▸ **Instructions for the task**
Extract each line of the rows below that contains the word "pole". Matching is case-sensitive.

▸ **Record list**
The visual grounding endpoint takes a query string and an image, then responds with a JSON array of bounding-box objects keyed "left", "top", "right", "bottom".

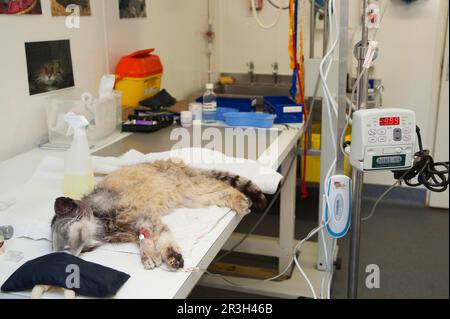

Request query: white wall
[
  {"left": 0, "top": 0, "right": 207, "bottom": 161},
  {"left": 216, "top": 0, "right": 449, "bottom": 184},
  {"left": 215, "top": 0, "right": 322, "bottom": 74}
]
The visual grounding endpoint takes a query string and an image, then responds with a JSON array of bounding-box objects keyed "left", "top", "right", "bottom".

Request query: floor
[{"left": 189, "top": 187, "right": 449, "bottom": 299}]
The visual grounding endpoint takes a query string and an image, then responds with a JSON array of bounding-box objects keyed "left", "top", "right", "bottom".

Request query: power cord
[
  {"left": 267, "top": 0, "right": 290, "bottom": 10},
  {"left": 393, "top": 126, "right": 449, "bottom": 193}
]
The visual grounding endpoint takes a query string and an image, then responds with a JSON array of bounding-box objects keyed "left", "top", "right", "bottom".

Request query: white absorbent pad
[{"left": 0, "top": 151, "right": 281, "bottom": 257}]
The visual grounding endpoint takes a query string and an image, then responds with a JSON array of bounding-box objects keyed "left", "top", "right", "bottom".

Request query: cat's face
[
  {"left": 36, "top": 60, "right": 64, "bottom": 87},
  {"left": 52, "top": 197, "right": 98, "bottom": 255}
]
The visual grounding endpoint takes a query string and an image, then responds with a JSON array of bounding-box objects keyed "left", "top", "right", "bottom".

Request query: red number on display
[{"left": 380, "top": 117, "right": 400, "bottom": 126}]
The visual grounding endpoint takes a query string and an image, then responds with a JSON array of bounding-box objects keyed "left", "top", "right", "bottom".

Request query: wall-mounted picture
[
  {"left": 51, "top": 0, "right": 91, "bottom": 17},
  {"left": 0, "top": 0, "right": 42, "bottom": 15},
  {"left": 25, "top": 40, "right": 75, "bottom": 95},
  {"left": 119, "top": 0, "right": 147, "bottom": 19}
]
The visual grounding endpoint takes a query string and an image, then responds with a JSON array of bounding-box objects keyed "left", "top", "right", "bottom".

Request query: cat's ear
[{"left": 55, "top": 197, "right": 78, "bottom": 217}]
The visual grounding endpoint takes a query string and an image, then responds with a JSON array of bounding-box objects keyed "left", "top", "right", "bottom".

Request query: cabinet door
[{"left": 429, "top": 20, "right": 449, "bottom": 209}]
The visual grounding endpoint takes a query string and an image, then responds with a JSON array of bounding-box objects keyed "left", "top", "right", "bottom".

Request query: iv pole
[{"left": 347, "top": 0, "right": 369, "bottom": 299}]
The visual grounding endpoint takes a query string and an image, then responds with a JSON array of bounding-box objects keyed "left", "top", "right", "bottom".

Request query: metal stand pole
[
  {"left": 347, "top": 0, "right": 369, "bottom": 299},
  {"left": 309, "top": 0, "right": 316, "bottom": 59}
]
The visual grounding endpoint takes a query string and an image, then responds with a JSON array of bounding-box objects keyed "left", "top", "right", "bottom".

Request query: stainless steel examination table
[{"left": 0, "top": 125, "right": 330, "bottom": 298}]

▸ **Written response**
Request query: iv pole
Request query: metal stand pole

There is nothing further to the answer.